OPDRACHT:
Schrijf uit de tekst over de noordse stern letterlijk het stuk over dat begint bij "Met de lente" en doorloopt tot en met "in de toekomst.".
··· GECITEERDE TEKST ···
Noordse stern
Foto: Anthony Roberts

Nederlandse trekvogel heeft de wind tegen

22 april 2022

Met de lente is ook de noordse stern weer in Nederland aangekomen. Ieder jaar pendelt deze migratiekampioen tussen de Zuidpool en ons land op en neer en legt daarbij zo'n 90.000 kilometer af! Hij is onderweg erg afhankelijk van de wind en die verandert door klimaatverandering. In nieuw onderzoek proberen we te ontdekken hoe de stern zijn route nu afstemt op de wind en of hij dezelfde routes kan blijven volgen in de toekomst.

Trekvogels staan voor grote uitdagingen

Trekvogels fascineren mensen al eeuwenlang: waarom migreren ze? Waar gaan ze heen? Hoe vinden ze hun weg? Elke herfst verlaten miljarden vogels hun broedgebieden en brengen hun winter door in gebieden waar de omstandigheden gunstiger zijn. Vliegen over grote afstanden brengt echter grote uitdagingen met zich mee: de migratie kost veel energie, ze moeten onderweg voldoende voedsel vinden terwijl ze oceanen en woestijnen oversteken, ze moeten op tijd vertrekken en aankomen, onderweg niet verdwalen, uitkijken voor roofdieren en weersomstandigheden kunnen flink tegenzitten zoals ongunstige wind.
··· MATERIAAL ···
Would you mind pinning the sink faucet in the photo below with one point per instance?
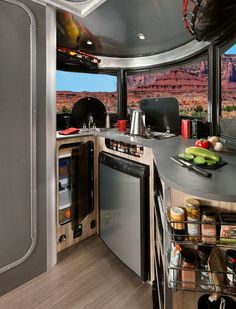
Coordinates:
(90, 122)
···
UITWERKING OPDRACHT:
Met de lente is ook de noordse stern weer in Nederland aangekomen. Ieder jaar pendelt deze migratiekampioen tussen de Zuidpool en ons land op en neer en legt daarbij zo'n 90.000 kilometer af! Hij is onderweg erg afhankelijk van de wind en die verandert door klimaatverandering. In nieuw onderzoek proberen we te ontdekken hoe de stern zijn route nu afstemt op de wind en of hij dezelfde routes kan blijven volgen in de toekomst.